## ARTICLE
+-------+

So we do a year-over-year comparison. We have a $2 million benefit per quarter associated with it as a gross amount net of costs associated with the program. And it's a benefit going forward. So it's not a one-time issue.
- Analyst
Yes, totally makes sense. And then one final technical question and I'm going to jump back in the queue. But in the guidance, Jim, is there incremental buyback assumed or should we assume that the [57.2 million] that you reported for the quarter is the share count that's assumed in that guidance?
- EVP & CFO
Right now it'll be part of our capital program and we'll see what we do. So -- but we do have $30 million still outstanding that we can do.
- President & CEO
Yes, and if you look at the $30 million, Andrew, that's not really going to move the needle from an earnings per share point of view.
- Analyst
Yes, that's true. But, Jim, the total was put here. If you did the buyback, would the guidance shade slightly higher or is it included in the number?
- President & CEO
When you have a margin of $0.10 plus or minus $0.05, it's not going to change anything.
- Analyst
All right. Thanks, guys.
Operator
Joe Box, KeyBanc Capital Markets.
- Analyst
Jim Lusk, from a high level I see the puts and takes from your guidance which probably includes the $0.04 benefit from one less day offset by $0.01 or so of higher interest expense and then the tax rate headwind. But what I'm trying to understand is net, net, is there anything else in that $1.65 to $1.75 that maybe isn't called out in the slide deck that we can't see that's worth talking about?
- EVP & CFO
I think the basic strong operations of the business which we really -- so nothing unusual that we haven't talked about.
- Analyst
Okay. Because I guess I would have thought that the net income growth would have been north of that 5% to 10% which the guidance is alluding to.
- President & CEO
It is guidance and it's for 2015 and hopefully we're going to do better. We have great momentum in BESG. Jim is coming off a very strong year. It is our best view as of right now, the way it looks with the pluses and minuses. But there are no additional surprises and one-time benefits across baked into the number.
- EVP & CFO
And, Joe, remember all that excludes the WOTC credits that Henrik mentioned in his remarks too. Those would make the number a lot bigger.
- Analyst
Of course, which is the prudent way to do it. Question for -- I guess this probably for both Tracy and Jim McClure. Can you guys help us a little bit to understand the magnitude of what the Janitorial and the BES pipeline looks like? And directionally what your expectations are for organic growth rates in these businesses in FY15?

+-------+

## THE TASKS
• 1. In the transcript, how much does the quarterly benefit from the program amount to?
• 2. Restate the transcript paragraph that begins "It is guidance and it's for 2015" as a short bulleted list, keeping its main facts.
• 3. Rename "capital program" to "capital allocation plan" in the transcript passage starting at "So we do a year-over-year" and ending at "point of view.", then write out that passage.
These lines come from a different source than the transcript.

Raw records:
+-------+

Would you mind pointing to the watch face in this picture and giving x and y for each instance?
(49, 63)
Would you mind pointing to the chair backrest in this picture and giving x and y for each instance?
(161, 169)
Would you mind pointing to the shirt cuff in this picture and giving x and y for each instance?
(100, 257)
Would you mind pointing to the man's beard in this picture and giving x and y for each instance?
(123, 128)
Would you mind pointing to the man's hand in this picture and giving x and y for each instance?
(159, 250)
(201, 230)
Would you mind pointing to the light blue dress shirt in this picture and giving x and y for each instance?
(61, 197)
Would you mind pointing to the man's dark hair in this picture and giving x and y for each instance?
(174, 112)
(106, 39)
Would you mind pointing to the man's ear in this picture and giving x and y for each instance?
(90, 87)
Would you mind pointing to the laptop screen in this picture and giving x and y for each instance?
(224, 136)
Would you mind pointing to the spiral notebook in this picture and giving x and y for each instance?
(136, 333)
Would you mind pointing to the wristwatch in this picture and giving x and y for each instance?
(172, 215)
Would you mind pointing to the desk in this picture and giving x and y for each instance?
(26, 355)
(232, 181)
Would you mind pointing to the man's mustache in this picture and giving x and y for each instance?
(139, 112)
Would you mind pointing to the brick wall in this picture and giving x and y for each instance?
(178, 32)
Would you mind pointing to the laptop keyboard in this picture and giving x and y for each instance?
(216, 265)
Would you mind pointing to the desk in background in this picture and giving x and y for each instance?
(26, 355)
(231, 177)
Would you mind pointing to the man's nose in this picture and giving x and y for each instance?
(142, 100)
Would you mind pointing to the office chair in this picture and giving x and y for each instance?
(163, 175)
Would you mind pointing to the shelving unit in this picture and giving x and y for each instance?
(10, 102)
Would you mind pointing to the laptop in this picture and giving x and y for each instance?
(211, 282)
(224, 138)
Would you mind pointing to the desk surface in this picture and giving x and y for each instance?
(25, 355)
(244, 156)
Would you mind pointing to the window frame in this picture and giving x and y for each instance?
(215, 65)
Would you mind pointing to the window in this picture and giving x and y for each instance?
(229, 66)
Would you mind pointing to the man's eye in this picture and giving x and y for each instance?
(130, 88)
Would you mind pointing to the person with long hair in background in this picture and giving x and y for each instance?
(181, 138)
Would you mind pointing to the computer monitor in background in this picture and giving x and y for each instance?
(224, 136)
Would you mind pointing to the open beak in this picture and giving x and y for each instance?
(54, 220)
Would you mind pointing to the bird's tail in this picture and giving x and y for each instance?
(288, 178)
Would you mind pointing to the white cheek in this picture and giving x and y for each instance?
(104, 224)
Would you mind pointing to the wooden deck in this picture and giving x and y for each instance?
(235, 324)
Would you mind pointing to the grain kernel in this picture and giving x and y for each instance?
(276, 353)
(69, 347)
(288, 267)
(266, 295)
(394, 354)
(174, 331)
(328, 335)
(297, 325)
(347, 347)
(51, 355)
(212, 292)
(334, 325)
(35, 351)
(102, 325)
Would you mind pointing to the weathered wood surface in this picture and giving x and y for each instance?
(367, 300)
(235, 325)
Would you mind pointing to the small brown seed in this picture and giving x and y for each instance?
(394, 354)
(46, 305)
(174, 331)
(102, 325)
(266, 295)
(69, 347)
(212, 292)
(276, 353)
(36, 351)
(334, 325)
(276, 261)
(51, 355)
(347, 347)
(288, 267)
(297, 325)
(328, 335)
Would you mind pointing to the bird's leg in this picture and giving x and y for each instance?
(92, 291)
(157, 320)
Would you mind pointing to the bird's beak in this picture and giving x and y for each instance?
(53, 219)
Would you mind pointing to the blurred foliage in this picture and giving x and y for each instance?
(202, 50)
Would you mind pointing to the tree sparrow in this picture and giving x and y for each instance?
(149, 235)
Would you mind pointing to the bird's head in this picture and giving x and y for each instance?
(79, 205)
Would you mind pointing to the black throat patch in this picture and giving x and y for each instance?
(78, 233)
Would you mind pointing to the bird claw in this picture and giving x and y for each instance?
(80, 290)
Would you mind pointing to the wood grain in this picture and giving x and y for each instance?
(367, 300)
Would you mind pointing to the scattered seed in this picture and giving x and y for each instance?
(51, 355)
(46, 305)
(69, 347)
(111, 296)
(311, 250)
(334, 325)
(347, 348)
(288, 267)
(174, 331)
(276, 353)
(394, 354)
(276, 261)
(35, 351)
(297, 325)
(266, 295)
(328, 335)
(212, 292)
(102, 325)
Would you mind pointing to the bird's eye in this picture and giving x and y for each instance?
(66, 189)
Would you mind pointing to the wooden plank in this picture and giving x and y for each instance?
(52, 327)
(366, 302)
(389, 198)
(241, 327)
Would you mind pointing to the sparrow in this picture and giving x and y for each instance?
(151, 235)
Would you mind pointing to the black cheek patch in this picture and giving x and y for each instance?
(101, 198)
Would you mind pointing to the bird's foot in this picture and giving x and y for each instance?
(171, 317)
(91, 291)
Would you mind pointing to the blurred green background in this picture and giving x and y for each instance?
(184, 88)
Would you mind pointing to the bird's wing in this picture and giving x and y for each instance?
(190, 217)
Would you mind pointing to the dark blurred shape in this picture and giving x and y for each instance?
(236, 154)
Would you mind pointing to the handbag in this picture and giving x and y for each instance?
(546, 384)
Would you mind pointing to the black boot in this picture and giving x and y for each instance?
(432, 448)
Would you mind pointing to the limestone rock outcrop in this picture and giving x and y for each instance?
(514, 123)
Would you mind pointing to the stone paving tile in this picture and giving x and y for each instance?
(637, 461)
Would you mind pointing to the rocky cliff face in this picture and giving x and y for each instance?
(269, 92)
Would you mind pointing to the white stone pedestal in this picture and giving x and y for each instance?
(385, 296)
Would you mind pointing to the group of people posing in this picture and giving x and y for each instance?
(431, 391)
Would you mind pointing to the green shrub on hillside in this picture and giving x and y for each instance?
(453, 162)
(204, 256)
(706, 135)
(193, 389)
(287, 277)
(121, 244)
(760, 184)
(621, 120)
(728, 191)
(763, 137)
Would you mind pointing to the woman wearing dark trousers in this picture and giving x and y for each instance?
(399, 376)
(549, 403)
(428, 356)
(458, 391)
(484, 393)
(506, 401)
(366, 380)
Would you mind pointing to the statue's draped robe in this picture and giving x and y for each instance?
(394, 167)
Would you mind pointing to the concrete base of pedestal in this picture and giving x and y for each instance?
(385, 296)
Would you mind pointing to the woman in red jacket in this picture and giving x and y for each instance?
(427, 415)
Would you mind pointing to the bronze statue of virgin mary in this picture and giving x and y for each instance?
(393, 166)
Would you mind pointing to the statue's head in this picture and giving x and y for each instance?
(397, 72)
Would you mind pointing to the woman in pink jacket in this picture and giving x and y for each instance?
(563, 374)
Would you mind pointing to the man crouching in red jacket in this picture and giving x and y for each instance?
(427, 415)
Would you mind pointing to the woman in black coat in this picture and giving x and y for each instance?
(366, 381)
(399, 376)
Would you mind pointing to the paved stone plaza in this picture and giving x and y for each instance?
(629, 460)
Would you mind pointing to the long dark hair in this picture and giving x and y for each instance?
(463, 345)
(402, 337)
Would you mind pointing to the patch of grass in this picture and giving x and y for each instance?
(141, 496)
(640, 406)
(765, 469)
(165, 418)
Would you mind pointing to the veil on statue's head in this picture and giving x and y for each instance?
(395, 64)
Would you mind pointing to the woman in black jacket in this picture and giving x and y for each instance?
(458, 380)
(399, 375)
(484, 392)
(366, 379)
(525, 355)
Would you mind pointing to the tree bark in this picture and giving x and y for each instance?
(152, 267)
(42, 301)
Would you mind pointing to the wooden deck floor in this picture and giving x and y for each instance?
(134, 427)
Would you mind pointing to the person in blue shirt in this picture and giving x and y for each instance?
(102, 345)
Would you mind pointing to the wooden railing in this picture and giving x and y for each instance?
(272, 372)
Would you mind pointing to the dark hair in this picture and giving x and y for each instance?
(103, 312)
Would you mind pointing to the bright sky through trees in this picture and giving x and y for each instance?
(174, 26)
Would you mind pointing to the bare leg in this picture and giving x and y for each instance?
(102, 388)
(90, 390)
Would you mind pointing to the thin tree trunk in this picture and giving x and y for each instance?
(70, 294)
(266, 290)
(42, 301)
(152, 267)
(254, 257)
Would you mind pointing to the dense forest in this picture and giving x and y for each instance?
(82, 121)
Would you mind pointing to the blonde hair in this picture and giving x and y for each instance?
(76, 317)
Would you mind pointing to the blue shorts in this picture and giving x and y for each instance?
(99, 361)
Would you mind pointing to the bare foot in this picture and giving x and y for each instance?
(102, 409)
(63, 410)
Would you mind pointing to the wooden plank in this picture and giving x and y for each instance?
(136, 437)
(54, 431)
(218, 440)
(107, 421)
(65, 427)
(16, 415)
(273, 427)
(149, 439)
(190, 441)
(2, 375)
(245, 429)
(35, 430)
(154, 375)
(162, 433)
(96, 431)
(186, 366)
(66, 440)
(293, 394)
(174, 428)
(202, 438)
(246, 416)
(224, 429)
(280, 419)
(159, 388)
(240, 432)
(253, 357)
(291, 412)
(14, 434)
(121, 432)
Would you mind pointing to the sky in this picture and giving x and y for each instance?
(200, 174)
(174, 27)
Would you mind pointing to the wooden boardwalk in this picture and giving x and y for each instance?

+-------+

## EXERCISE RESULTS
• 1. $2 million per quarter, as a gross amount net of program costs.

• 2.
- The guidance is for 2015 and reflects the company's best current view, weighing pluses and minuses.
- The company hopes to do better than the guidance.
- BESG has great momentum, and Jim is coming off a very strong year.
- No additional surprises or one-time benefits are built into the number.

• 3.
So we do a year-over-year comparison. We have a $2 million benefit per quarter associated with it as a gross amount net of costs associated with the program. And it's a benefit going forward. So it's not a one-time issue.
- Analyst
Yes, totally makes sense. And then one final technical question and I'm going to jump back in the queue. But in the guidance, Jim, is there incremental buyback assumed or should we assume that the [57.2 million] that you reported for the quarter is the share count that's assumed in that guidance?
- EVP & CFO
Right now it'll be part of our capital allocation plan and we'll see what we do. So -- but we do have $30 million still outstanding that we can do.
- President & CEO
Yes, and if you look at the $30 million, Andrew, that's not really going to move the needle from an earnings per share point of view.